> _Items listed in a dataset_
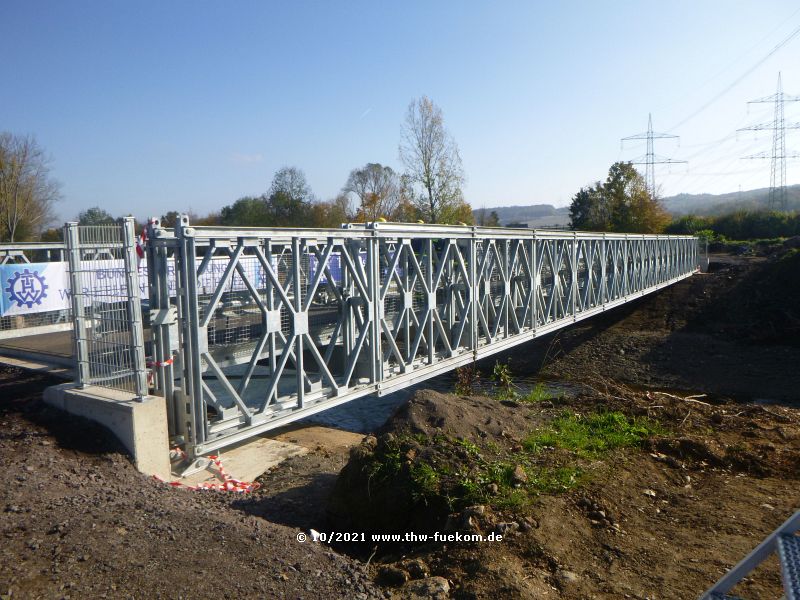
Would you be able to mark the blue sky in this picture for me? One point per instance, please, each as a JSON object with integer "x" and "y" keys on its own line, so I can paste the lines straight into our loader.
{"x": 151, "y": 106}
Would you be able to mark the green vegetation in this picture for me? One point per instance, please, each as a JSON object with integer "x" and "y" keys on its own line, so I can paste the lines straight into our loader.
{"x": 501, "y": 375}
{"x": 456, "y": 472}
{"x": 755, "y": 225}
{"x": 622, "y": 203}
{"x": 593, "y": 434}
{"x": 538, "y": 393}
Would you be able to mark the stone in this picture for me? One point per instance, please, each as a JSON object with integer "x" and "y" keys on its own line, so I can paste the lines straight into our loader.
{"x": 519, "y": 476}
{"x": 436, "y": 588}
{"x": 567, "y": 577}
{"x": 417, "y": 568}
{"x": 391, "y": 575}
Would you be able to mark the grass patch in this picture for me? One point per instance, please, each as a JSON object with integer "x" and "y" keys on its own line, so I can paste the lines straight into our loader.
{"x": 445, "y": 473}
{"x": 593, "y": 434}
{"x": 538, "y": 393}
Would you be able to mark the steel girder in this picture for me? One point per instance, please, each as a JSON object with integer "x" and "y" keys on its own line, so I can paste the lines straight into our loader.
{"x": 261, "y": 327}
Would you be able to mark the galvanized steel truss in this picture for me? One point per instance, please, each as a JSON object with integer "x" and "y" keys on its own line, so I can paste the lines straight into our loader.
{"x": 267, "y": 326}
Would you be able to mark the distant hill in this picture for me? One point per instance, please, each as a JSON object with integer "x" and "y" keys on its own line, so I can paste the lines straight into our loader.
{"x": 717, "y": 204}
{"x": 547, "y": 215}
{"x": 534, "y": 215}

==

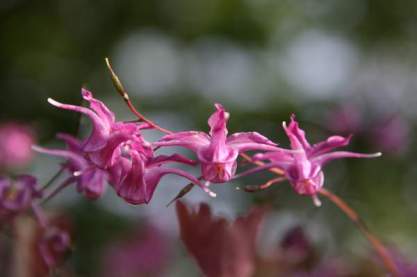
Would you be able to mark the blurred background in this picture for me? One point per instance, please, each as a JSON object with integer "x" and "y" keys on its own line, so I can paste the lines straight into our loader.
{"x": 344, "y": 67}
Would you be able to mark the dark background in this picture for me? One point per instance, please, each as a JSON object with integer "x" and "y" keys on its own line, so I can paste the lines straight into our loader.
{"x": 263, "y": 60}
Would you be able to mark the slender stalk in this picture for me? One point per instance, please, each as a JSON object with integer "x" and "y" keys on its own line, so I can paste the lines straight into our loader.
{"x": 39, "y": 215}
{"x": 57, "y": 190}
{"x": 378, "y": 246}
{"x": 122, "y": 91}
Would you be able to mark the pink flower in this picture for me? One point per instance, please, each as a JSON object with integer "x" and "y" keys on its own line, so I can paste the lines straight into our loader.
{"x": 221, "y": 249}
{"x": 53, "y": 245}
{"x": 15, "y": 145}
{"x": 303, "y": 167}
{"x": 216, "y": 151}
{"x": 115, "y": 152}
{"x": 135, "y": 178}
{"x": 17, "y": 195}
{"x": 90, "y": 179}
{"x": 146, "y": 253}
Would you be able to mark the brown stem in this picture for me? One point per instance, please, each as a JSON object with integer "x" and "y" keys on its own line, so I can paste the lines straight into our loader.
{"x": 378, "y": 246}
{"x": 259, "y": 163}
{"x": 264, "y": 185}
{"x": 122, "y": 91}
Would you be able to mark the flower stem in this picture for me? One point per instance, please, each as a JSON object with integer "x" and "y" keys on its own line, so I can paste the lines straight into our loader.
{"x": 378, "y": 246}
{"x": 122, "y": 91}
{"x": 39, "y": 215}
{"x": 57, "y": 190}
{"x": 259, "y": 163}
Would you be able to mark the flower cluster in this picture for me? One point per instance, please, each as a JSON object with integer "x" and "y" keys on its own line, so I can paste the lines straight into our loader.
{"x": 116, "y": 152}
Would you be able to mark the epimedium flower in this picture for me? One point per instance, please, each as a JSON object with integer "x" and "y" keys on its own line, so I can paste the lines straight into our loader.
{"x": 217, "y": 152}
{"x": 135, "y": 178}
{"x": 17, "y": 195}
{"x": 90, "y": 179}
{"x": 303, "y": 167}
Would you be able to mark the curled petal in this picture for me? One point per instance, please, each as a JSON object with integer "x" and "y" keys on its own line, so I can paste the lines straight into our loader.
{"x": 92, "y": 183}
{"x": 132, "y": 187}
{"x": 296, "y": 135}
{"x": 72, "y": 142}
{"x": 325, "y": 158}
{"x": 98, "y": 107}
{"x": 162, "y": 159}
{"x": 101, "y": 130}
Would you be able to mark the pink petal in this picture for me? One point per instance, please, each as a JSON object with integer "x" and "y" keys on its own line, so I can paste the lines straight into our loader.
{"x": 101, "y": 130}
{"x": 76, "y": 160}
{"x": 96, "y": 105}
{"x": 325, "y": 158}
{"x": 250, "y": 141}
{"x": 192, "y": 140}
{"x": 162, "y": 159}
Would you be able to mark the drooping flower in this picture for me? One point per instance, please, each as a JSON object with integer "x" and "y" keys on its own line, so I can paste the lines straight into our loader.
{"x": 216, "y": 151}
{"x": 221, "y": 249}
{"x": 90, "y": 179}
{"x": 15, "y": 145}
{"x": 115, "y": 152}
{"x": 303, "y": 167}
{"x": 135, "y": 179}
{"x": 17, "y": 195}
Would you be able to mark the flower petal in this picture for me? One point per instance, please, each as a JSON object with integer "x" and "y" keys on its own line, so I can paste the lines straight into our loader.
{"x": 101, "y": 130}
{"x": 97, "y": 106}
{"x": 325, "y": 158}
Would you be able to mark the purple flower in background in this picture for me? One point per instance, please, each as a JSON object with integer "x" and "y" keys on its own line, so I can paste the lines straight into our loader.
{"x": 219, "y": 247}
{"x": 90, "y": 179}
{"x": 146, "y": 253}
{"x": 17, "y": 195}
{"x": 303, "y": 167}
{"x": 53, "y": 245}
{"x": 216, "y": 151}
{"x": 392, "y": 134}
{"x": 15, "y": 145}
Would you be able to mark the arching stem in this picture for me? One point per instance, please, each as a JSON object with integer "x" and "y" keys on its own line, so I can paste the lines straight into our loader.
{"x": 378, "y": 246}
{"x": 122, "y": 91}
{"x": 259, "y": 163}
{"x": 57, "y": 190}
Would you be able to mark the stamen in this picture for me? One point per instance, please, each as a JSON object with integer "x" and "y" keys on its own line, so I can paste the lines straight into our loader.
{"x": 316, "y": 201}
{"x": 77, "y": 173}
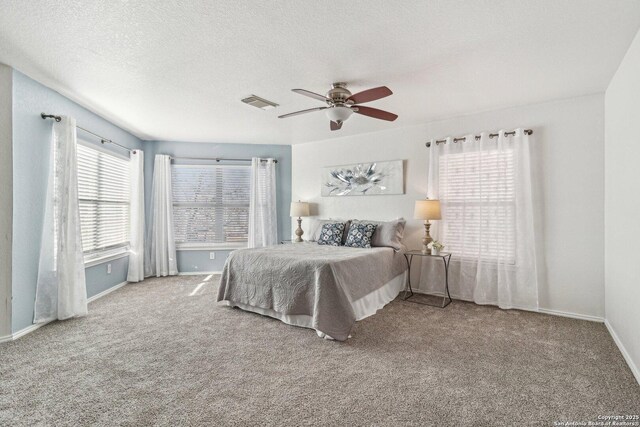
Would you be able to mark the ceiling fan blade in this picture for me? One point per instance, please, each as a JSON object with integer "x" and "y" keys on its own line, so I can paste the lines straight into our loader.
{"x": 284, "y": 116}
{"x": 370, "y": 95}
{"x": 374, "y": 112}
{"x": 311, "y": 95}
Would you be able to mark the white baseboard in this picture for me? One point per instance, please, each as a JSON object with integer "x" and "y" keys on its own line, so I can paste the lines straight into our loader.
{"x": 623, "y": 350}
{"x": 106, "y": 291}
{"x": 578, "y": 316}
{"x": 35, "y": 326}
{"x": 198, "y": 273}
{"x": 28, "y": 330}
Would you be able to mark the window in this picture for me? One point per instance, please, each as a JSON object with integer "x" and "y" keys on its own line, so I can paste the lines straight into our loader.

> _What is being asked_
Count how many lines in the rows above contain the string "background". Give only that number.

> _Task response_
3